◆ READING TEXT ◆
########################################
2.  The theme of Revelation is a two-pronged call to persevere for the godly and "Come" to the rebellious.

3. Revelation,  like the entire canon of sixty-six books, describes God's continuing mercy in face of a relentless judgment.

4. Salvation is extended universally to humankind.

5. Revelation  is an apocalyptic literature describing a vision insufficiently captured in myth, symbol, and image.

6. Revelation is a Christian book written for Christians, but its poetry is epic.

7. Revelation was never intended to be read as an almanac  of historical events.

8. The entire sweep of history is under God's control, and God will in the End triumph over all ungodliness.

9. No power within history is capable of winning the final victory over evil

10.  Revelation must be understood imaginatively rather than with wooden literalism.

11.  No other literature contains the exalted praise and adoration of Christ that is found in Revelation. As apocalypse, Daniel is close to John's vision of End times; the Song of Solomon provides a sensual picture of the Beloved realized only abstractly in the Bride of Revelation; Hosea's life reveals itself as an embodiment of God's redeeming love active in the Alpha and Omega of Revelation.  The Gospel of John struggles with the paradoxes created by eternal and temporal worlds. Isaiah exalts God as the Creator of the entire universe, who is the source of all knowledge and wisdom, and before whom all nations must bow; like John, he calls for human beings to "Wait" for the omnipotent, omniscient, omnipresent God who will redeem His people. Jeremiah is confident judgment must come but believes the ominous time will be replaced by a new and more enduring relationship with God. The writer of Revelation identifies his Jesus with the merciful and just God of the Hebrews. John adores a Christ in complete equality with God the Creator.

12. Revelation is a mosaic of the Old Testament and cannot be understood except through its illumination.

13.  The best interpretation of Revelation is the one provided by Revelation itself.

15.  Reading and understanding Revelation is essential for Christians.

16. A vision and faith in the heavenly provides meaning for earthly realities.

17. In light of the transience of human life, the End is always near.

18. Apocalyptic vision embodies the triumphal movement from the painful existence of life to a glorious and blissful vindication.
########################################
◆ CHALLENGE 1 ◆
Write out everything in the list on Revelation from "4. Salvation is" down to "of historical events.".
◆ CHALLENGE 2 ◆
According to the list on Revelation, why is the End always near?
########################################
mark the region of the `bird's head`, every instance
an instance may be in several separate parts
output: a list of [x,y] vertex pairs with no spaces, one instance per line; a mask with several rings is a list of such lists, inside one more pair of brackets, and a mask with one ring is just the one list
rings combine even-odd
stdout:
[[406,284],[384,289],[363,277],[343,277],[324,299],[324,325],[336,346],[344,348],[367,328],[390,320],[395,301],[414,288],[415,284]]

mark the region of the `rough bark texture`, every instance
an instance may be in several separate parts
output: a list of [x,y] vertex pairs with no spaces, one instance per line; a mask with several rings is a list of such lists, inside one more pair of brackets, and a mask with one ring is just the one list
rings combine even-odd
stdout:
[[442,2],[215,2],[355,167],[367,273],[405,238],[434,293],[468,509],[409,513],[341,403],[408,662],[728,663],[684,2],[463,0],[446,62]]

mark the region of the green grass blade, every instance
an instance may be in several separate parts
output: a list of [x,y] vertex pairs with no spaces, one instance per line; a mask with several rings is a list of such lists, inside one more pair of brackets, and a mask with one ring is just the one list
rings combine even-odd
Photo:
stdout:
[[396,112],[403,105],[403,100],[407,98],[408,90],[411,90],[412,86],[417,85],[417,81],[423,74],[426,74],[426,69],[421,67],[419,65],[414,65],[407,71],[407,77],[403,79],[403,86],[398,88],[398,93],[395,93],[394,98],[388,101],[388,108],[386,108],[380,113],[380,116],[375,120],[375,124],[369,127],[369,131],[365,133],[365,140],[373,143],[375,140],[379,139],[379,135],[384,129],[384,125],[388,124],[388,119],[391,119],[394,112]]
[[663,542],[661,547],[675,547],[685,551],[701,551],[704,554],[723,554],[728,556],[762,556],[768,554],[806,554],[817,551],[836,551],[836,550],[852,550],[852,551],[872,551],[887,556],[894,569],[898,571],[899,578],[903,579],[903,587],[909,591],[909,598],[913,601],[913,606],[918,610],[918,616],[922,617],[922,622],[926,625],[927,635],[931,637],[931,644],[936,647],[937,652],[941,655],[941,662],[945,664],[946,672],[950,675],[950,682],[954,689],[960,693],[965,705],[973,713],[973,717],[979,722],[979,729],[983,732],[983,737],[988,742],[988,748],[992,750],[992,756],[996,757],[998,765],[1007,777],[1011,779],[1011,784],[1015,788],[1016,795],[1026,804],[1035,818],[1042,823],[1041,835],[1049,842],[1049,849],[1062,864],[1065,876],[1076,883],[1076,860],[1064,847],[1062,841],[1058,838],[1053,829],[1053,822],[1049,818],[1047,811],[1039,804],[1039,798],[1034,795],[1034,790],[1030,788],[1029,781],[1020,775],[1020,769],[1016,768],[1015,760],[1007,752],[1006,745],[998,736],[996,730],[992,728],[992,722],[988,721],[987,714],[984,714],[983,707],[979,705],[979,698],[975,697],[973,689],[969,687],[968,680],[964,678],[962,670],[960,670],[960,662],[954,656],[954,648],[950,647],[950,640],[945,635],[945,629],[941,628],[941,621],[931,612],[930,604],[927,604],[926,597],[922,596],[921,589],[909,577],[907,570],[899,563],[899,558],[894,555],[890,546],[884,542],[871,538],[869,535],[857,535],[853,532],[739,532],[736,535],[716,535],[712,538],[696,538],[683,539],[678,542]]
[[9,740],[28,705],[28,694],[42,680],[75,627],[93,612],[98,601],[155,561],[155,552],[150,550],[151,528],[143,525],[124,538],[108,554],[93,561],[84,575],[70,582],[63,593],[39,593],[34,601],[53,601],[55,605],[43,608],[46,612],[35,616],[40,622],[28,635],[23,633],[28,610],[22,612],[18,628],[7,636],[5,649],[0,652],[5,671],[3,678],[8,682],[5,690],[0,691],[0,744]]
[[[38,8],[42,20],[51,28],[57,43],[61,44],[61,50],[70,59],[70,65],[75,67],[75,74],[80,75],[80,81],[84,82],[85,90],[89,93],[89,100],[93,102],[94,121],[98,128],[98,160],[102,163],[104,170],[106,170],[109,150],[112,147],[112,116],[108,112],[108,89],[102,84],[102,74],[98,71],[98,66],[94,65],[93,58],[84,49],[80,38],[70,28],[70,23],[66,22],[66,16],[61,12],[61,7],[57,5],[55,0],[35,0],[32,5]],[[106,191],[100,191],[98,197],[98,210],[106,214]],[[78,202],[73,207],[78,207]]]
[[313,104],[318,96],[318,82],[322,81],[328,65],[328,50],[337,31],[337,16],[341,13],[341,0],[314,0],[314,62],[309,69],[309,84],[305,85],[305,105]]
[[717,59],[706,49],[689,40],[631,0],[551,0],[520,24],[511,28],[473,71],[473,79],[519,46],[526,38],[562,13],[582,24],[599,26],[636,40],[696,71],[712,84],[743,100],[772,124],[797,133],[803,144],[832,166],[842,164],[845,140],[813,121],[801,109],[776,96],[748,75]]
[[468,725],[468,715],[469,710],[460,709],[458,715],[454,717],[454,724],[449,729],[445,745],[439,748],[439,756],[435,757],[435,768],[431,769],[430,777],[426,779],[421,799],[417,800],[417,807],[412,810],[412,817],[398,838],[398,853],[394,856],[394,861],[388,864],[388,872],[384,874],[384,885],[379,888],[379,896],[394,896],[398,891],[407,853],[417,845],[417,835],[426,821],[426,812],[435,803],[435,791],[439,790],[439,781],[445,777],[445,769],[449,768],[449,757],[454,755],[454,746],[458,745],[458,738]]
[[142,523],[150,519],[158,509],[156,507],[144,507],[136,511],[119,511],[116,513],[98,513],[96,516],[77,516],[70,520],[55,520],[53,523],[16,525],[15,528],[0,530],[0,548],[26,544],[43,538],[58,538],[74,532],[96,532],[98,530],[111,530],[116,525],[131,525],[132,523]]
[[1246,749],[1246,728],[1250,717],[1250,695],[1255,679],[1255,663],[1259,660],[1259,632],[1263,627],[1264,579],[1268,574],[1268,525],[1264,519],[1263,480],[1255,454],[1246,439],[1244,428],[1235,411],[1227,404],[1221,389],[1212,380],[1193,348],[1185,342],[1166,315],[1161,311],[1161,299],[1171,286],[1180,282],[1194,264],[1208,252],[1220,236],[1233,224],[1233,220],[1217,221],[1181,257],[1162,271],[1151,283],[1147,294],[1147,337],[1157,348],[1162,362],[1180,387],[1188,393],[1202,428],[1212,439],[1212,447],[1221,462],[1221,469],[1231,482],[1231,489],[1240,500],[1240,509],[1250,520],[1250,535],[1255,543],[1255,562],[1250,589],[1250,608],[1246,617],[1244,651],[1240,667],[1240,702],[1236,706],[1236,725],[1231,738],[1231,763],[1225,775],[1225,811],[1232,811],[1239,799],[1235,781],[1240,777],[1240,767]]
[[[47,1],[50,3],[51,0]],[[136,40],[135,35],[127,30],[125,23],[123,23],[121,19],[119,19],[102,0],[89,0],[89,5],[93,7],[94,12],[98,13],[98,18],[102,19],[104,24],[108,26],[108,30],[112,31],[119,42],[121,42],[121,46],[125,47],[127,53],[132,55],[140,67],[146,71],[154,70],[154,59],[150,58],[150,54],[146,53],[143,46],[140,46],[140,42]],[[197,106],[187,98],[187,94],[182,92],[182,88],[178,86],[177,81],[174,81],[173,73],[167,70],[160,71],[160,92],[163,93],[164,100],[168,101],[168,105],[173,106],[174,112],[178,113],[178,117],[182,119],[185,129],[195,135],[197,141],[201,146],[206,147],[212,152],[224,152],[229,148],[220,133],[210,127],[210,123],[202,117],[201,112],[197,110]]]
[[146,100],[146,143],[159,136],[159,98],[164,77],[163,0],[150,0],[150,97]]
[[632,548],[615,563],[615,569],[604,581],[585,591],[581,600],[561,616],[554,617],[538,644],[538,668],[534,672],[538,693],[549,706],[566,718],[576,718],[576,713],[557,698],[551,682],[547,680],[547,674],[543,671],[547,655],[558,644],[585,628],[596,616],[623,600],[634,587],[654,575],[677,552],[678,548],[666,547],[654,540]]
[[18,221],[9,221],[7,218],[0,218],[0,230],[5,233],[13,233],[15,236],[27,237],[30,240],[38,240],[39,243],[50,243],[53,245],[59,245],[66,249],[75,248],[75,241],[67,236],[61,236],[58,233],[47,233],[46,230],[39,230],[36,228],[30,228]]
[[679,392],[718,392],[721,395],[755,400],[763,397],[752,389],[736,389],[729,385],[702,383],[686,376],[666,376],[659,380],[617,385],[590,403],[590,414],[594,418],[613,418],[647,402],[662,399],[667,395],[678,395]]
########################################
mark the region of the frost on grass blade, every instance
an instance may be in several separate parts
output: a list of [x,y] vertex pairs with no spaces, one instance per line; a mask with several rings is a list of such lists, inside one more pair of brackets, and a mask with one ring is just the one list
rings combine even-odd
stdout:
########################################
◆ RESULT 1 ◆
4. Salvation is extended universally to humankind.

5. Revelation  is an apocalyptic literature describing a vision insufficiently captured in myth, symbol, and image.

6. Revelation is a Christian book written for Christians, but its poetry is epic.

7. Revelation was never intended to be read as an almanac  of historical events.

◆ RESULT 2 ◆
The End is always near because of the transience of human life.